> **Exercise requirements**
Count the lines containing "leafy" in the entries underneath, and state that count without anything else.

Saved entries
+ + + +
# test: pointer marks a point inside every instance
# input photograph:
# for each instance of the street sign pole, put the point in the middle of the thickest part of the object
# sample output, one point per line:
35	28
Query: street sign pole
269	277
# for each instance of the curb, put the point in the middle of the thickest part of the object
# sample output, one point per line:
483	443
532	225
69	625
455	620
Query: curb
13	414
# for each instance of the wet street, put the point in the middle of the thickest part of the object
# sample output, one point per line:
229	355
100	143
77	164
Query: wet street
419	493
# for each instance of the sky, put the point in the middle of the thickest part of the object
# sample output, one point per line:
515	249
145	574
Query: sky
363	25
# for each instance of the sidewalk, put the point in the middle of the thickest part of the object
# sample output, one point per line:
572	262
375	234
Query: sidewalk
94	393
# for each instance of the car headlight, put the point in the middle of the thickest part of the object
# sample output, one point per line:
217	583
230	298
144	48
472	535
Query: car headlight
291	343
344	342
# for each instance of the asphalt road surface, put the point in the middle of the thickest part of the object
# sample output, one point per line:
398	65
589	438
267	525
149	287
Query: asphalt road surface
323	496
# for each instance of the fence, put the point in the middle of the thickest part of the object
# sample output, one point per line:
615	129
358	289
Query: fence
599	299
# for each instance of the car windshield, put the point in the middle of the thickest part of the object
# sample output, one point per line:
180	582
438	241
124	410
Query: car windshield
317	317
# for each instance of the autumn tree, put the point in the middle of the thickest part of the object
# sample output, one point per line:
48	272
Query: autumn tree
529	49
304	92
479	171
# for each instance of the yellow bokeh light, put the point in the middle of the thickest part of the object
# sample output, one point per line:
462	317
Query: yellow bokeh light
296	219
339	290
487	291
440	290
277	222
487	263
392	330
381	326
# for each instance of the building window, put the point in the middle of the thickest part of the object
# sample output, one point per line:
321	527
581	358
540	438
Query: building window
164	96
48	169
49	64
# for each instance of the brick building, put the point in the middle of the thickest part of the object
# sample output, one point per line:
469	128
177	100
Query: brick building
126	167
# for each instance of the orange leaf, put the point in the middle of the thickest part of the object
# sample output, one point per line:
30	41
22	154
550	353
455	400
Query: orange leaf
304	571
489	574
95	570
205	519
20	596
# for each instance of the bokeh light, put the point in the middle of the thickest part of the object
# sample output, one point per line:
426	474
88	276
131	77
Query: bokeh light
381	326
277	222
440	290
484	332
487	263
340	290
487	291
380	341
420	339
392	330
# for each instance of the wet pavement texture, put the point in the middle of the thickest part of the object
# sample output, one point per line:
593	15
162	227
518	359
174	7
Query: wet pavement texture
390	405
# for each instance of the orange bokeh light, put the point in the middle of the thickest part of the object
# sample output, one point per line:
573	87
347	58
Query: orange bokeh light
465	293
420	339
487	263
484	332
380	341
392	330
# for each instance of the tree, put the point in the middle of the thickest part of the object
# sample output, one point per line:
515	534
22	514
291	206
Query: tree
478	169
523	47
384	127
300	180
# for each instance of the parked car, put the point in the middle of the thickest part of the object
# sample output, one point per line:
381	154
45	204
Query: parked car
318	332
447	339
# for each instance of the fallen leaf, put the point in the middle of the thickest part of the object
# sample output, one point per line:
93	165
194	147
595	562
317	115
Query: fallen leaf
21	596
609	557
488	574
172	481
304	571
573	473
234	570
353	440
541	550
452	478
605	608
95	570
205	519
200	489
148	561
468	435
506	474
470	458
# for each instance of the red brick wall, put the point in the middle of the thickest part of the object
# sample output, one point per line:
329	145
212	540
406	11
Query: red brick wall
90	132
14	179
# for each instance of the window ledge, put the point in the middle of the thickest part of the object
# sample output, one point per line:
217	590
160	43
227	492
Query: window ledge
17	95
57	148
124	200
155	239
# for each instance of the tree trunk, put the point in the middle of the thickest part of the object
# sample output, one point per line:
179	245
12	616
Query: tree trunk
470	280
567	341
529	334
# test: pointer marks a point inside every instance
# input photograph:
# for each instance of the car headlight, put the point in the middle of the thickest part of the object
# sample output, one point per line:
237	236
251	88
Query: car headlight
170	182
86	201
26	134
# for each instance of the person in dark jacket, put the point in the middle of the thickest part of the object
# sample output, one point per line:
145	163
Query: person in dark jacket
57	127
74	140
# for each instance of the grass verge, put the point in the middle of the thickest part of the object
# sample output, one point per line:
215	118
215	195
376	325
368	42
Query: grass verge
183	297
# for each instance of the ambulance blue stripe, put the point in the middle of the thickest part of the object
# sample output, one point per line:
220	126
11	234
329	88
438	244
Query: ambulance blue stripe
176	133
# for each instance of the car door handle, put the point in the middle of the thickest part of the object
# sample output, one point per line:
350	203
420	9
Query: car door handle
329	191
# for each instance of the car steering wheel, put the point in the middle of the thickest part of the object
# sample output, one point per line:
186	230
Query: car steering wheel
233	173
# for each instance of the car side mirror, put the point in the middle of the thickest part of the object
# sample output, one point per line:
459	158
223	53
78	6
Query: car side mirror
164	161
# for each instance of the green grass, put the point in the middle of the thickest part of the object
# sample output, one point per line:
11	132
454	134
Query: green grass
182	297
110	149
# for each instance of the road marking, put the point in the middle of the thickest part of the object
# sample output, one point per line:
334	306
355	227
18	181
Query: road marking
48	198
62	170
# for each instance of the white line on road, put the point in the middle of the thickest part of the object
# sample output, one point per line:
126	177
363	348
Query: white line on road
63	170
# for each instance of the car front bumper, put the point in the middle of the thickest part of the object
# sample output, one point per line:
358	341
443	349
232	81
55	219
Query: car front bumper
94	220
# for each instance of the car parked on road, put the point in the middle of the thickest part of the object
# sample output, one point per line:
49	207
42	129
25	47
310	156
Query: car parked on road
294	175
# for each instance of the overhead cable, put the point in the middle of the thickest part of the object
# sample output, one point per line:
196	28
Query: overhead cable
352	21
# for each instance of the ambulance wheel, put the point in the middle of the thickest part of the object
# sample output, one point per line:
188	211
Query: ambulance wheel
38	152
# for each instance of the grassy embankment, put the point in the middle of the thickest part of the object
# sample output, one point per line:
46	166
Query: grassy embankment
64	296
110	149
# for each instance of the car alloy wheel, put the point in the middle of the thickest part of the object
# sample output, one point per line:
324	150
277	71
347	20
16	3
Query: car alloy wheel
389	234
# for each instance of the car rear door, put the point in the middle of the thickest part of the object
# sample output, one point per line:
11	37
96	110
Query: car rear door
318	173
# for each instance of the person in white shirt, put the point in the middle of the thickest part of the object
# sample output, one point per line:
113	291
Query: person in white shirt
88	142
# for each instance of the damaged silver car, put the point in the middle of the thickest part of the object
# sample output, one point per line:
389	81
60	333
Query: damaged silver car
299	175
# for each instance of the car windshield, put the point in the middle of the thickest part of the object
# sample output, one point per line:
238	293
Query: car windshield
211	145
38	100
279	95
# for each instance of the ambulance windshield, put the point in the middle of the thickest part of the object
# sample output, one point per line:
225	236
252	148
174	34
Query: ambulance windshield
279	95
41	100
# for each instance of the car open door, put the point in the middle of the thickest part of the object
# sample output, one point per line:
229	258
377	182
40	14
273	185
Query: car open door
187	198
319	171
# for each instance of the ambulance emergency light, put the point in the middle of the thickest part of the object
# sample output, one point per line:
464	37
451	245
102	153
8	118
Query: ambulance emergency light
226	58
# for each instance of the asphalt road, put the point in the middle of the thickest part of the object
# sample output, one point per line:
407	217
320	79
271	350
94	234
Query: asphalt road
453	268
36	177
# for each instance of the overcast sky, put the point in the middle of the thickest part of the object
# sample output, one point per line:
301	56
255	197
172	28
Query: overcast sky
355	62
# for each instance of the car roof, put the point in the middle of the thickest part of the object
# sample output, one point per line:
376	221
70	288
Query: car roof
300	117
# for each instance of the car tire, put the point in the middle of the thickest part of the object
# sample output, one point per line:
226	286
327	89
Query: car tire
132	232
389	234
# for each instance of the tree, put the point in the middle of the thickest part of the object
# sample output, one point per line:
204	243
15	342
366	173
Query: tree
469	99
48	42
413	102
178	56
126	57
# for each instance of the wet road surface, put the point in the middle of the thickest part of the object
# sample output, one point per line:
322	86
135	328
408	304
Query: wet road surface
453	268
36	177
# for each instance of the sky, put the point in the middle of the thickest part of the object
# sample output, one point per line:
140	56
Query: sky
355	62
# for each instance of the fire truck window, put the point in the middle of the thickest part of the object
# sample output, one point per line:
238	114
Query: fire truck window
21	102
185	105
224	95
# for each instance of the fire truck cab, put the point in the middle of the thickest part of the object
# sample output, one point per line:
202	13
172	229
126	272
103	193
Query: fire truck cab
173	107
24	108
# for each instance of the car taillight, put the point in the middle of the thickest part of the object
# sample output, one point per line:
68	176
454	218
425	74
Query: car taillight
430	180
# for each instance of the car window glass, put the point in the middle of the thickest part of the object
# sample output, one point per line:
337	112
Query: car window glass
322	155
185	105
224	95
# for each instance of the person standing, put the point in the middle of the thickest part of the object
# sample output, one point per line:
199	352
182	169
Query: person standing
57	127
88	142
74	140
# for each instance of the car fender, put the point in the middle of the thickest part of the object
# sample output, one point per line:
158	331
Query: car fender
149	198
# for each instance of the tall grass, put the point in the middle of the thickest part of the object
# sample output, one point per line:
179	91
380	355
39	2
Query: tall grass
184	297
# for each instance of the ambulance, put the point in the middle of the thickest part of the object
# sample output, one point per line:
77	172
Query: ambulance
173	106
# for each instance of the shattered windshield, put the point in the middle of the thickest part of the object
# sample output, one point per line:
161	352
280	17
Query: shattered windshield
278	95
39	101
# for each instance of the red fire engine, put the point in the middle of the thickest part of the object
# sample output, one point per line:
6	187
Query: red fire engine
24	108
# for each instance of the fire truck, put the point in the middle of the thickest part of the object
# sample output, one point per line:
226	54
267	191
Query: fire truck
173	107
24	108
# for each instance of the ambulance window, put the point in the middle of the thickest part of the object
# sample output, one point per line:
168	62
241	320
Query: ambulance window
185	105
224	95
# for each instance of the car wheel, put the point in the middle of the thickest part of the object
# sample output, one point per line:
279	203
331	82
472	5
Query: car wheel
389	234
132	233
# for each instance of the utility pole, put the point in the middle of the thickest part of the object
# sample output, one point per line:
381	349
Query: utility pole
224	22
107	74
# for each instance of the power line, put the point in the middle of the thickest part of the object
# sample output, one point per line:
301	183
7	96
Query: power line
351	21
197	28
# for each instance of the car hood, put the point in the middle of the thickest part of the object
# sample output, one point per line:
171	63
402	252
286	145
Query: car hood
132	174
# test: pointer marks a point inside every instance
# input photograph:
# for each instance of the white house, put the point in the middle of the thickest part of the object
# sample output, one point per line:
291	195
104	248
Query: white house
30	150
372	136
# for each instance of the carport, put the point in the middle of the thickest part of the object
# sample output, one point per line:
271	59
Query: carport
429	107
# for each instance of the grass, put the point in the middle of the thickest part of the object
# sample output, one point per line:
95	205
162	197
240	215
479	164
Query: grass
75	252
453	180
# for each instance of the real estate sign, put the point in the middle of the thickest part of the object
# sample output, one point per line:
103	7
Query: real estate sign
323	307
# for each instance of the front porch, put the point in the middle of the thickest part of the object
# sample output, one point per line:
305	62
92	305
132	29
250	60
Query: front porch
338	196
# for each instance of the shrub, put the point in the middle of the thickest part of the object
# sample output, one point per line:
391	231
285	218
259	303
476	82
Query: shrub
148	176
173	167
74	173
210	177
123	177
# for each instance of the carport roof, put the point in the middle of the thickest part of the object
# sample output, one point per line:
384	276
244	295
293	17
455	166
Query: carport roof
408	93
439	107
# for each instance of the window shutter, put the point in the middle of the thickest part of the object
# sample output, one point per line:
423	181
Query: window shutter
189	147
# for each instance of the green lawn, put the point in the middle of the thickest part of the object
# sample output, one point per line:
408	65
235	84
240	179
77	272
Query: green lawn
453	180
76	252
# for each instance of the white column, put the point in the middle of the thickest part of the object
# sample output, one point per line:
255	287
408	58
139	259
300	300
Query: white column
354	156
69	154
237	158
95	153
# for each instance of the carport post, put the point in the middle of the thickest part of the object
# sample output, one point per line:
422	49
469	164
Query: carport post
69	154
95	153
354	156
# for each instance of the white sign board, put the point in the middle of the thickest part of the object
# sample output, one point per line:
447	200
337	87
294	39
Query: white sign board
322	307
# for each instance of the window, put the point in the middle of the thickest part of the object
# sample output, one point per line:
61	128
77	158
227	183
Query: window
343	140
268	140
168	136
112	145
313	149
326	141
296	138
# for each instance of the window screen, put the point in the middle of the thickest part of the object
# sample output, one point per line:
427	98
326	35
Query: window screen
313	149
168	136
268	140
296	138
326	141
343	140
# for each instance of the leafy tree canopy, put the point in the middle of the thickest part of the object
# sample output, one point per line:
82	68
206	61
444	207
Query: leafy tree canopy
+ + + +
> **Written answer**
2